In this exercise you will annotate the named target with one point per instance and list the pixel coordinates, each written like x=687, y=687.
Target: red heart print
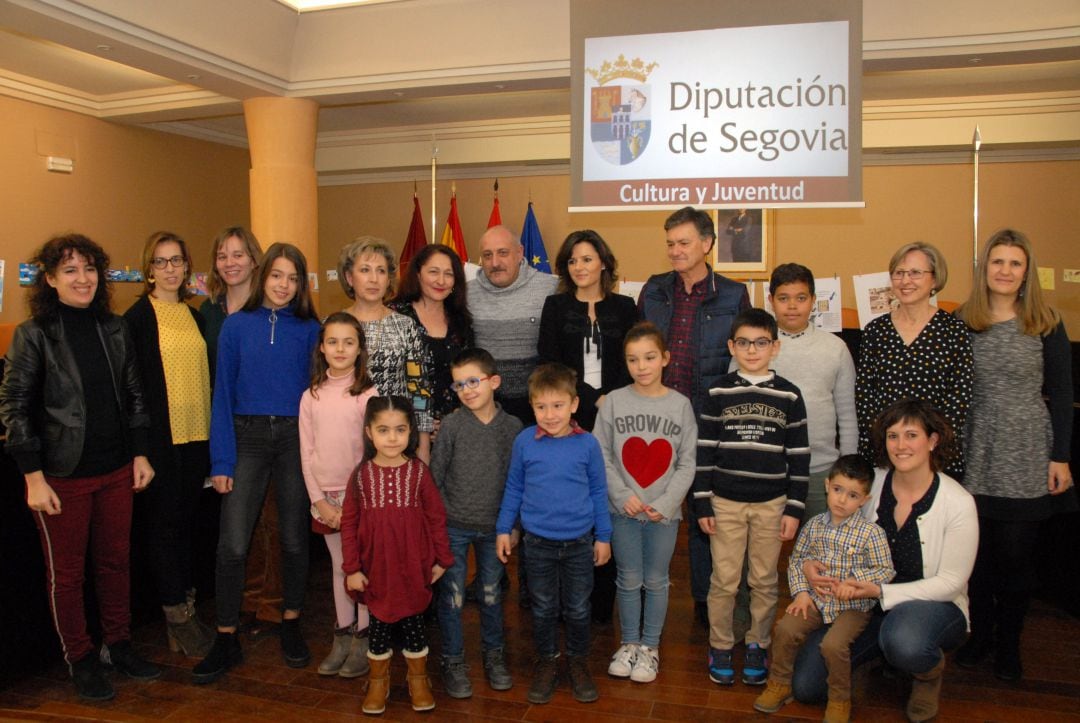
x=646, y=462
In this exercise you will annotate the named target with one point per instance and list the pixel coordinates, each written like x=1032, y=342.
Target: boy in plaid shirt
x=850, y=547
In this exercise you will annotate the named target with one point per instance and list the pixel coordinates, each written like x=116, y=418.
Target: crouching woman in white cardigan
x=932, y=529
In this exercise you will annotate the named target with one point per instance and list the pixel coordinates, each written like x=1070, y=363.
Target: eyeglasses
x=761, y=344
x=914, y=275
x=472, y=383
x=161, y=262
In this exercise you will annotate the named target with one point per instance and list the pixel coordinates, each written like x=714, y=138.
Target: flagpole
x=976, y=142
x=434, y=152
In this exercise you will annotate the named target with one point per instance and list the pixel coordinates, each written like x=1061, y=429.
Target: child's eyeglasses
x=761, y=344
x=472, y=383
x=160, y=262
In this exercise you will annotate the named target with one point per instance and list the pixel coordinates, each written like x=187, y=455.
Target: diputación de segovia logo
x=620, y=107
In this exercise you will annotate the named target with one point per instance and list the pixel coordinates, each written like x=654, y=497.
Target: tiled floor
x=264, y=688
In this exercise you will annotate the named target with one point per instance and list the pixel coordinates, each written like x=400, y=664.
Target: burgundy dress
x=393, y=530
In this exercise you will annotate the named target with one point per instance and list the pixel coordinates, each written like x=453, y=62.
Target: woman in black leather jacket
x=73, y=409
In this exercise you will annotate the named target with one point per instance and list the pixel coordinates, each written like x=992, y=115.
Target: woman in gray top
x=1017, y=450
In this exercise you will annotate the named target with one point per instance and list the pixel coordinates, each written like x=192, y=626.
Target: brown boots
x=419, y=686
x=926, y=691
x=378, y=682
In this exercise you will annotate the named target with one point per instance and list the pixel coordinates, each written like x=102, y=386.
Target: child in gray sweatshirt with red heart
x=649, y=436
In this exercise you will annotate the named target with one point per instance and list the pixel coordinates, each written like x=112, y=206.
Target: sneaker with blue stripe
x=720, y=667
x=755, y=666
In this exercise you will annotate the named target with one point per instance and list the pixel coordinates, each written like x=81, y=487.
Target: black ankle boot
x=974, y=651
x=224, y=654
x=90, y=680
x=122, y=656
x=293, y=646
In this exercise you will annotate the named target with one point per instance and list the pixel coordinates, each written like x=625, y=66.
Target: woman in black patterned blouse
x=396, y=358
x=433, y=295
x=917, y=350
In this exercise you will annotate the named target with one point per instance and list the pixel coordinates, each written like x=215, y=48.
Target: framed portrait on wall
x=743, y=248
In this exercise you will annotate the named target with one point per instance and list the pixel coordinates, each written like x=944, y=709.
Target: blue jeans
x=266, y=446
x=451, y=591
x=701, y=561
x=561, y=577
x=912, y=637
x=643, y=552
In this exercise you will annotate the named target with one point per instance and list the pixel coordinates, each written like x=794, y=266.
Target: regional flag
x=417, y=239
x=496, y=217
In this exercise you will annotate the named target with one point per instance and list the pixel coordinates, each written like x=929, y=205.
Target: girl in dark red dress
x=394, y=547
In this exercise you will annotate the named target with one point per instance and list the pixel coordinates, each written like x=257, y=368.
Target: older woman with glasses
x=916, y=350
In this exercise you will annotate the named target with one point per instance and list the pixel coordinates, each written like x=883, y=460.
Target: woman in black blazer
x=583, y=324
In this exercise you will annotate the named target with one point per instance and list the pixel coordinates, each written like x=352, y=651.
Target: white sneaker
x=622, y=661
x=646, y=665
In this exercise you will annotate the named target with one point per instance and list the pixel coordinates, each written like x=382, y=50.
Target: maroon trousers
x=95, y=516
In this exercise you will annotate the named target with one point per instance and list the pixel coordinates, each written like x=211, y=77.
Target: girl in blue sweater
x=264, y=362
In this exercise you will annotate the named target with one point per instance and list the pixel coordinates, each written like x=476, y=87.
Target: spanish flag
x=451, y=235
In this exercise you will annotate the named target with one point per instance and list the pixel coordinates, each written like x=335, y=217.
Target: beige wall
x=903, y=203
x=127, y=183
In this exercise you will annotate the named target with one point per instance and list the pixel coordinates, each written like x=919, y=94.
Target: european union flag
x=536, y=255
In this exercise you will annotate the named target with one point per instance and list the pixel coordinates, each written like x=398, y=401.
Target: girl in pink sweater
x=332, y=444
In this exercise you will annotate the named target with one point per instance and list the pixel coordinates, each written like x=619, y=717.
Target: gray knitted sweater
x=469, y=464
x=507, y=322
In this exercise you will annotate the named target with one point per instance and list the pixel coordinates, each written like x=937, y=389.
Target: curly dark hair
x=377, y=405
x=458, y=316
x=608, y=263
x=304, y=307
x=320, y=370
x=43, y=299
x=926, y=415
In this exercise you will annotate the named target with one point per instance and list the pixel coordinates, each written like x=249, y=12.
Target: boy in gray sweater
x=469, y=464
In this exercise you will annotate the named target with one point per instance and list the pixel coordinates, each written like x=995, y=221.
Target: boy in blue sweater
x=557, y=489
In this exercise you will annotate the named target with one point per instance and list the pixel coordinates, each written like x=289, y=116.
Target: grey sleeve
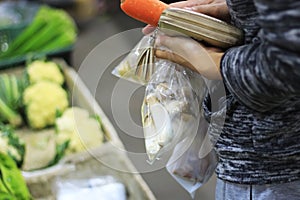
x=266, y=72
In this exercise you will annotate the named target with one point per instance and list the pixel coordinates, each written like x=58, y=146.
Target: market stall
x=60, y=137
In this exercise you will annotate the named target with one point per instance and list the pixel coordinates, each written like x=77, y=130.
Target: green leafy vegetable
x=11, y=89
x=50, y=29
x=11, y=145
x=12, y=183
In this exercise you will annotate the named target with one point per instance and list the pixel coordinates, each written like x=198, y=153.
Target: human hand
x=214, y=8
x=191, y=54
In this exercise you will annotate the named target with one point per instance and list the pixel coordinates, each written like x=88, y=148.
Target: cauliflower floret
x=41, y=70
x=82, y=130
x=42, y=101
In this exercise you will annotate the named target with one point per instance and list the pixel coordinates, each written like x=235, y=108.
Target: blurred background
x=98, y=21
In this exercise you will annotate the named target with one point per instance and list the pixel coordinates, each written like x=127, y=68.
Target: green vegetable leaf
x=13, y=179
x=13, y=141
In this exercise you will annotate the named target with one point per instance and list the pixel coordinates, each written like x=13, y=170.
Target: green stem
x=10, y=115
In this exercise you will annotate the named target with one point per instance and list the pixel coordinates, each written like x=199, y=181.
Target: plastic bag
x=140, y=57
x=105, y=188
x=193, y=160
x=171, y=107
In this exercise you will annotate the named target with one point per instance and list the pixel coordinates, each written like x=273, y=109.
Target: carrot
x=147, y=11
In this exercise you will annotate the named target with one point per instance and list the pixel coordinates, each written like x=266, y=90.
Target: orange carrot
x=147, y=11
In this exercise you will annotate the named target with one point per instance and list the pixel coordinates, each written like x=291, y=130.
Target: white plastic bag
x=171, y=107
x=133, y=64
x=194, y=160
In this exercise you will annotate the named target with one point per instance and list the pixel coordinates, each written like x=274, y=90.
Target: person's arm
x=266, y=73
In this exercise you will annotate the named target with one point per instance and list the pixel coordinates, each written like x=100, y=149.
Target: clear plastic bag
x=171, y=107
x=193, y=160
x=139, y=58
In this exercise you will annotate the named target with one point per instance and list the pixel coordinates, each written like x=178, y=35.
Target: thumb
x=164, y=41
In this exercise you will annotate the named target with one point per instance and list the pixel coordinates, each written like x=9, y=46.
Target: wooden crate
x=107, y=159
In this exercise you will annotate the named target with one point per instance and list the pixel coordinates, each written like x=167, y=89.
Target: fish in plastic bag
x=170, y=108
x=194, y=160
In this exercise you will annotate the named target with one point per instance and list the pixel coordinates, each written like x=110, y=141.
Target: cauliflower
x=11, y=144
x=42, y=70
x=43, y=100
x=80, y=129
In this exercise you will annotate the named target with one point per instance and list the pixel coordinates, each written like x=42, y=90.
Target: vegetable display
x=12, y=183
x=147, y=11
x=38, y=125
x=10, y=99
x=82, y=130
x=43, y=100
x=51, y=29
x=41, y=70
x=11, y=144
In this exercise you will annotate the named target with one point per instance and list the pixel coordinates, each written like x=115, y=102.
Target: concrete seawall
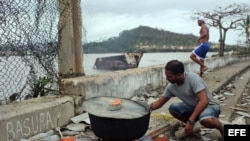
x=30, y=117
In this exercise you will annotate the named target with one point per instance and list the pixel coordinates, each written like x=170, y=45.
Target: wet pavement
x=230, y=85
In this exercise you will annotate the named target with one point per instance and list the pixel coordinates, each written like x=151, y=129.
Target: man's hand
x=188, y=129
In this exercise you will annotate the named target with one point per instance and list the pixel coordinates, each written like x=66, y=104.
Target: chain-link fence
x=28, y=49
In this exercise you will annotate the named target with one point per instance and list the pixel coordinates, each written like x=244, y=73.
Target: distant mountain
x=144, y=39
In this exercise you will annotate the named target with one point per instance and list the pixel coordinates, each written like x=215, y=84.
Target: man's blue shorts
x=201, y=50
x=181, y=108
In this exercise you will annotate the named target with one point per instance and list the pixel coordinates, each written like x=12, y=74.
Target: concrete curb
x=230, y=79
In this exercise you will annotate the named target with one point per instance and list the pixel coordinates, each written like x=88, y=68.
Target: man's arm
x=158, y=103
x=203, y=33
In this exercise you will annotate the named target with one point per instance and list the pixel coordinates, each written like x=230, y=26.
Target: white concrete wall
x=124, y=83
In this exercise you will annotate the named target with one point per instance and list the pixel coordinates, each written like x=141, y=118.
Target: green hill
x=144, y=39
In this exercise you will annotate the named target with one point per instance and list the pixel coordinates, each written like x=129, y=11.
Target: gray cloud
x=107, y=18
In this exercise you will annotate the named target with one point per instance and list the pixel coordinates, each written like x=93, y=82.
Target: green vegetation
x=146, y=39
x=141, y=39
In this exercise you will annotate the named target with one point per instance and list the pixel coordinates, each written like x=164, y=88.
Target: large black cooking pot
x=126, y=124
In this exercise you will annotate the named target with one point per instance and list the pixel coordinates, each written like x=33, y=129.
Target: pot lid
x=129, y=109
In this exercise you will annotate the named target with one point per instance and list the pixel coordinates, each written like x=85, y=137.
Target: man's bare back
x=204, y=33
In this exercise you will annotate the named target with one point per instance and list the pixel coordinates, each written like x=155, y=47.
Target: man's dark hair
x=175, y=66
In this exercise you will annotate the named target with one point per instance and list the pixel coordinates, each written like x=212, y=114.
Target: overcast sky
x=103, y=19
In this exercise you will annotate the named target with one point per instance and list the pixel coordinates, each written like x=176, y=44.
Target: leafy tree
x=224, y=19
x=245, y=24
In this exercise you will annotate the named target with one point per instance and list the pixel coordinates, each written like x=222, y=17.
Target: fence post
x=70, y=53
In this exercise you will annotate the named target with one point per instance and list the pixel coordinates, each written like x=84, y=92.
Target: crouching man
x=197, y=103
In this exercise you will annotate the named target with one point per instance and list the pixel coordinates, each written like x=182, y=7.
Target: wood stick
x=159, y=131
x=181, y=132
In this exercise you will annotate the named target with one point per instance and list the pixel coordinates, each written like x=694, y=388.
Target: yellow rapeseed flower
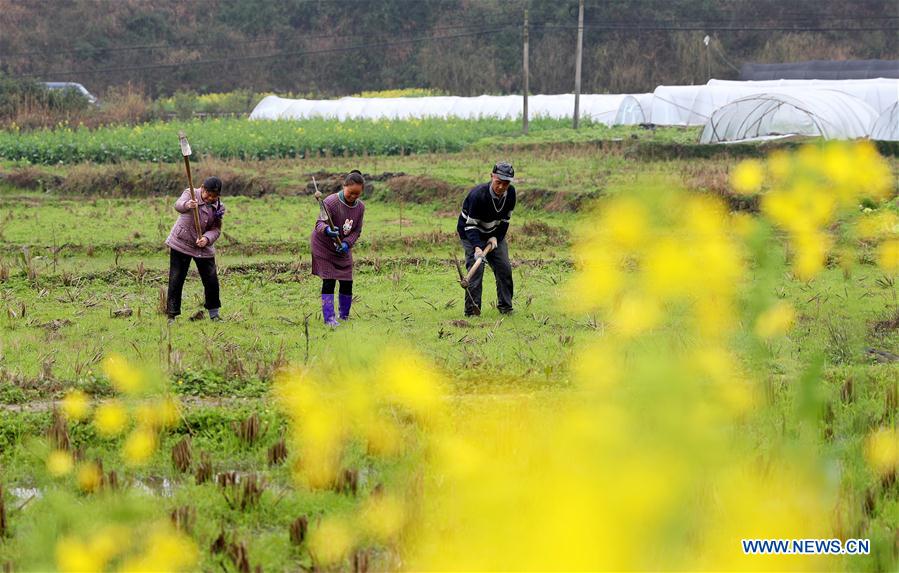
x=59, y=463
x=626, y=221
x=110, y=419
x=382, y=517
x=882, y=450
x=166, y=550
x=636, y=315
x=775, y=321
x=89, y=477
x=75, y=405
x=331, y=541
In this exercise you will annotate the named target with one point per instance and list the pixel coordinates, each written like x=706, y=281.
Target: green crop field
x=83, y=270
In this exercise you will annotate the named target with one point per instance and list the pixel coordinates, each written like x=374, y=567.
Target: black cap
x=213, y=185
x=504, y=170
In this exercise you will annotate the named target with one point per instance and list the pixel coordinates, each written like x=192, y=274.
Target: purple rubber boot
x=328, y=310
x=344, y=302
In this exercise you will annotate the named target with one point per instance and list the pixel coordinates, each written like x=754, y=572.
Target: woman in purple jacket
x=332, y=259
x=186, y=245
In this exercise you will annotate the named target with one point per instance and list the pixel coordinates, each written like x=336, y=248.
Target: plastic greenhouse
x=673, y=105
x=824, y=113
x=879, y=93
x=886, y=128
x=609, y=109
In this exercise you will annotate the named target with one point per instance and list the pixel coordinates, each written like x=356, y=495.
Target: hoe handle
x=477, y=264
x=193, y=196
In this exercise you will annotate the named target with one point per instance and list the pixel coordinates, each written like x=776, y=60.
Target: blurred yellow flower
x=59, y=463
x=166, y=549
x=382, y=517
x=75, y=405
x=89, y=477
x=124, y=377
x=882, y=450
x=331, y=541
x=775, y=321
x=747, y=177
x=110, y=418
x=635, y=315
x=139, y=446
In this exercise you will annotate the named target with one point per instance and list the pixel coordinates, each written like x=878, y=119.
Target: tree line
x=462, y=47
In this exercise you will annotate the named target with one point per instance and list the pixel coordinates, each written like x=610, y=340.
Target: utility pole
x=577, y=64
x=524, y=108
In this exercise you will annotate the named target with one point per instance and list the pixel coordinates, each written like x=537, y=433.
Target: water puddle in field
x=24, y=493
x=155, y=486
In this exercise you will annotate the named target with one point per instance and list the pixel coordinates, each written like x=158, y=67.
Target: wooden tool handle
x=477, y=263
x=193, y=196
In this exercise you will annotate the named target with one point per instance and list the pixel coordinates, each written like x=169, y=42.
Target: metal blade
x=185, y=146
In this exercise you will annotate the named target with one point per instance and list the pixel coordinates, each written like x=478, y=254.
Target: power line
x=698, y=27
x=173, y=46
x=268, y=56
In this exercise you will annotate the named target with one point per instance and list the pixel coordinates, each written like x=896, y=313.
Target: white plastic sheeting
x=673, y=105
x=886, y=127
x=880, y=93
x=825, y=113
x=610, y=109
x=694, y=105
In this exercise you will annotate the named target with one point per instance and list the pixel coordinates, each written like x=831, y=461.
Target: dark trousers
x=346, y=287
x=498, y=259
x=179, y=263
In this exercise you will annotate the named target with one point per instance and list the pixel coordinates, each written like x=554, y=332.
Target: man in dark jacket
x=485, y=218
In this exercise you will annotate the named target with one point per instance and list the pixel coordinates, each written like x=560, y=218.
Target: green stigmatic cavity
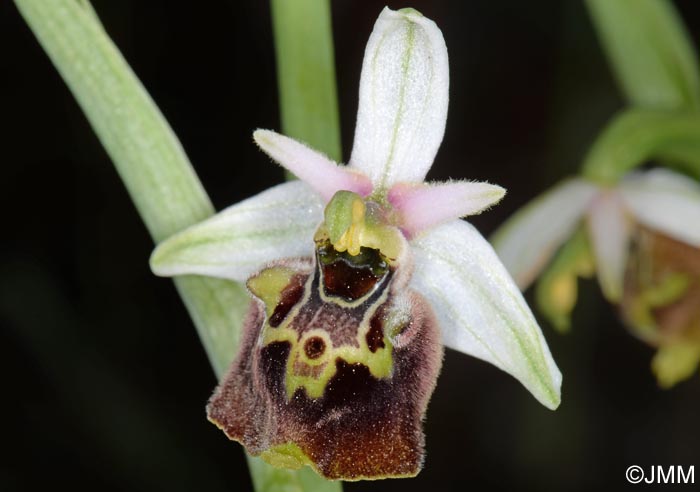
x=339, y=356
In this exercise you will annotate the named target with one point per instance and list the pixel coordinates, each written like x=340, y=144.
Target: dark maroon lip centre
x=350, y=277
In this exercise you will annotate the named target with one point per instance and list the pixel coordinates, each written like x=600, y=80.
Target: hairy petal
x=666, y=201
x=479, y=308
x=239, y=240
x=318, y=171
x=528, y=240
x=403, y=99
x=609, y=229
x=421, y=206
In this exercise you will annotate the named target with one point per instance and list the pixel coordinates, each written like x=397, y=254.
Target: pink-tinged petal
x=665, y=201
x=480, y=310
x=312, y=167
x=403, y=99
x=238, y=241
x=609, y=229
x=529, y=239
x=421, y=206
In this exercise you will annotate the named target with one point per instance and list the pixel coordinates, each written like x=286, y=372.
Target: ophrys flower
x=641, y=237
x=358, y=271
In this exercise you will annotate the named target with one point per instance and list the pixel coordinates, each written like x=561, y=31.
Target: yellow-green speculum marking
x=353, y=229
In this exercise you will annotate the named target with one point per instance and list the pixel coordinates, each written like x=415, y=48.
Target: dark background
x=103, y=378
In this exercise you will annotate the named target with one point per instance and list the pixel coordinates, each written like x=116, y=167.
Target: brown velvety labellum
x=314, y=347
x=343, y=398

■ **THE TASK**
Reproduce verbatim the lines above, from the line with "like x=478, y=254." through the line with "like x=554, y=332.".

■ **SOLUTION FOR THIS EXERCISE**
In this exercise you will annotate the named target with one point per instance and list the pixel coordinates, each written like x=478, y=254.
Target: power line
x=698, y=27
x=173, y=46
x=268, y=56
In this exercise you will annotate the named target with one point per instance and list the pixel coordinates, each written like x=896, y=313.
Target: white plastic sheeting
x=673, y=105
x=886, y=127
x=880, y=93
x=825, y=113
x=610, y=109
x=694, y=105
In this exercise you will annotate the named target with one point per instance and list the pixel coordinates, each written like x=831, y=461.
Target: dark trousers
x=346, y=287
x=498, y=259
x=179, y=263
In this exercise you will annotate the named target with one point per instance and list the pixel coordinates, each written like x=554, y=332.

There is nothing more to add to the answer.